# TEXT FOR ANALYSIS
★ ★ ★

Where can I get these vaccinations?

You can go to either an infectious diseases specialist, a travel medicine clinic, or your family physician. (Your family doctor will have many of these vaccines in stock, but probably not rabies, Japanese encephalitis, or yellow fever.) Yellow fever vaccine can only be given at a registered yellow fever vaccination center. For extended trips abroad, especially in rural areas, it’s generally advisable to go to an infectious diseases specialist or a travel medicine center. For a partial list of travel clinics, go to the websites of the International Society of Travel Medicine and the American Society of Tropical Medicine and Hygiene.




When should I make an appointment for these vaccinations?

Preferably one month or more before departure.

 

I’ve received some of these vaccines in the past. How do I know if I need a booster?

★ ★ ★

Items listed in a dataset
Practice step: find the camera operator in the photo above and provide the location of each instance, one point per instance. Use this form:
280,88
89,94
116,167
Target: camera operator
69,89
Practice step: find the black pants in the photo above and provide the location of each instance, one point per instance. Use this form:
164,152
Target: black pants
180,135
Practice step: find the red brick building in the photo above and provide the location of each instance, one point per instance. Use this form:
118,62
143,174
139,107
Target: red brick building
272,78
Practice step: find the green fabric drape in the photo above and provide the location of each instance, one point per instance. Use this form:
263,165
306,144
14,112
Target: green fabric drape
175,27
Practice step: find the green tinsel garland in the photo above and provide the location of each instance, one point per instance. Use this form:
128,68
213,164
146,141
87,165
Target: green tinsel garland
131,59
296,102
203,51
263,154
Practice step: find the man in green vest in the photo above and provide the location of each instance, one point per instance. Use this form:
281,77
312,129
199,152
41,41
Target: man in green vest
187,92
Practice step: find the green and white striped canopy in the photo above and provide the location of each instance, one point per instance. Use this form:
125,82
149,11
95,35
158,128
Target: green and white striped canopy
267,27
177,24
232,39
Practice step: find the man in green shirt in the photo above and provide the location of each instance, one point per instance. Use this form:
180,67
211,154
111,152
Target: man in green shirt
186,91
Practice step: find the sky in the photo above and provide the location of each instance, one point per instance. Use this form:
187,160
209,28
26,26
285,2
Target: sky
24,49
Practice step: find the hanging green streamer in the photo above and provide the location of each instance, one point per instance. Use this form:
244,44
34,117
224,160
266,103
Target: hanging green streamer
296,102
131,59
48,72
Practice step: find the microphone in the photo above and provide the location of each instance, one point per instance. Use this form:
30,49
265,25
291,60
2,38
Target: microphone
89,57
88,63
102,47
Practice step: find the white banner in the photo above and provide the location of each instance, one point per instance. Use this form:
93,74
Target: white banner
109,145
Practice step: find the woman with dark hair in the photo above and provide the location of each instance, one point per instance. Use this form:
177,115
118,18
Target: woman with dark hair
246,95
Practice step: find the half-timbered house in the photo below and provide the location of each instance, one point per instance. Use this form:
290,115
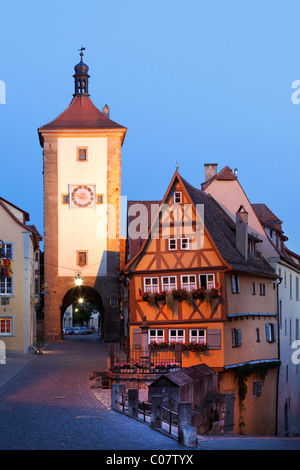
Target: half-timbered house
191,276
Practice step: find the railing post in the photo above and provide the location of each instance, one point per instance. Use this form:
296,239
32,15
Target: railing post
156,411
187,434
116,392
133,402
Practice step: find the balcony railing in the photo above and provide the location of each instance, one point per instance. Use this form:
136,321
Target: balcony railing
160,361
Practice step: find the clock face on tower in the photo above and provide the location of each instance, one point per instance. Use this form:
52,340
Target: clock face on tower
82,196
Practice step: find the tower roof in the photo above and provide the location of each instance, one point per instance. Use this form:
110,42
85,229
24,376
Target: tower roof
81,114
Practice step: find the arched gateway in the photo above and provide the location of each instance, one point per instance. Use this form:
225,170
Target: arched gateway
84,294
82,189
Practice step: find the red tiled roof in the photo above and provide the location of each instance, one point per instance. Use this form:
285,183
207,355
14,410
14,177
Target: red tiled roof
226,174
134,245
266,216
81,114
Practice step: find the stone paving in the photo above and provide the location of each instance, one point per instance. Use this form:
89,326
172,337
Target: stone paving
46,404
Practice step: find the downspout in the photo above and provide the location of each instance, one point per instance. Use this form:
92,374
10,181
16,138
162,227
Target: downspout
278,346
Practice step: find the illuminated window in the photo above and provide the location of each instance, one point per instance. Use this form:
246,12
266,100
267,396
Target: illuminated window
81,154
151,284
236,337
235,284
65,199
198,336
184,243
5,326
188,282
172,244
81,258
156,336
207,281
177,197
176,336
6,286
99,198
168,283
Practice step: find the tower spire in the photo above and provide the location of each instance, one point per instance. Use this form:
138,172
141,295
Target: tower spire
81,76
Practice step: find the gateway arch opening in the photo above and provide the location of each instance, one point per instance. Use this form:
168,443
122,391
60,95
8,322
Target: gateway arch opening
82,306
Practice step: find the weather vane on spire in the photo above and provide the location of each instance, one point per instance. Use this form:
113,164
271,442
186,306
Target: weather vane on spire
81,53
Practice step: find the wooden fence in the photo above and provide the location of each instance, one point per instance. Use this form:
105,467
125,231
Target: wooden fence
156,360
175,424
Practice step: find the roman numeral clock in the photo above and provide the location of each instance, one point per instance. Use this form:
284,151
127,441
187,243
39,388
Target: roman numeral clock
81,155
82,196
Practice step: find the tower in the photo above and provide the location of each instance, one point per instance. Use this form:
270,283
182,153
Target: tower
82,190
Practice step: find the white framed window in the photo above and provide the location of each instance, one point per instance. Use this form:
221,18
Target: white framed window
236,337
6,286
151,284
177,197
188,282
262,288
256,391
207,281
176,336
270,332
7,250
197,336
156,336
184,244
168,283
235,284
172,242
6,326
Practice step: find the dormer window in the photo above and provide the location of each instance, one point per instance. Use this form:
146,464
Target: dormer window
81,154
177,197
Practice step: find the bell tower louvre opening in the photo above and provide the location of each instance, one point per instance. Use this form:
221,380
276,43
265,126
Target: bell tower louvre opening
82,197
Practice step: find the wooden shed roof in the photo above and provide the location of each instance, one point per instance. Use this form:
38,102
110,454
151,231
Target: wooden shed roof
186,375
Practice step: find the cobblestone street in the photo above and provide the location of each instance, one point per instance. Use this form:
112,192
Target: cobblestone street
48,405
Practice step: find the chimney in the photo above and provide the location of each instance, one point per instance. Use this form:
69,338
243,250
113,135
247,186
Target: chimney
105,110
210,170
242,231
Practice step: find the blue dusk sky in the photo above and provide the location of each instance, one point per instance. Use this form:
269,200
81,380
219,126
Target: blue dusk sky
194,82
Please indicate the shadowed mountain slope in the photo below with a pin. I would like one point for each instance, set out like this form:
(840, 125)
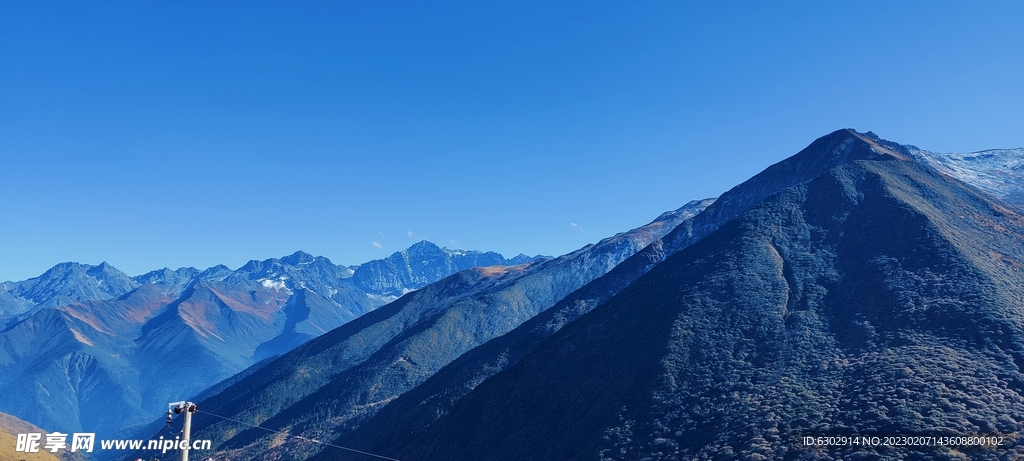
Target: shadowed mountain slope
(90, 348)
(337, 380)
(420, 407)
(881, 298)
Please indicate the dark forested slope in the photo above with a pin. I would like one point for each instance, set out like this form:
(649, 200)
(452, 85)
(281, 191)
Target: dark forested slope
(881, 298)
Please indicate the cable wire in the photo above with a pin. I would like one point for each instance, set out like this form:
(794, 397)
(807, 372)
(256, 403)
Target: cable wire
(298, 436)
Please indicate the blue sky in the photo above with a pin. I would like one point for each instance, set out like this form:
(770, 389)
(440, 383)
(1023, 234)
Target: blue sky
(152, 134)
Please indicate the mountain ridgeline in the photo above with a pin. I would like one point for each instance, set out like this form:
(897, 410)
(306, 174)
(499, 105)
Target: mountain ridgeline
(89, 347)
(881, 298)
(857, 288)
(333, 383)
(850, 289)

★ ★ ★

# INSTRUCTIONS
• A. According to the travel vaccination text, where can yellow fever vaccine be given?
• B. Please write out the part of the travel vaccination text that opens with the words containing "You can go to" and closes with "for these vaccinations?".

# WRITTEN ANSWERS
• A. Only at a registered yellow fever vaccination center.

• B.
You can go to either an infectious diseases specialist, a travel medicine clinic, or your family physician. (Your family doctor will have many of these vaccines in stock, but probably not rabies, Japanese encephalitis, or yellow fever.) Yellow fever vaccine can only be given at a registered yellow fever vaccination center. For extended trips abroad, especially in rural areas, it’s generally advisable to go to an infectious diseases specialist or a travel medicine center. For a partial list of travel clinics, go to the websites of the International Society of Travel Medicine and the American Society of Tropical Medicine and Hygiene.




When should I make an appointment for these vaccinations?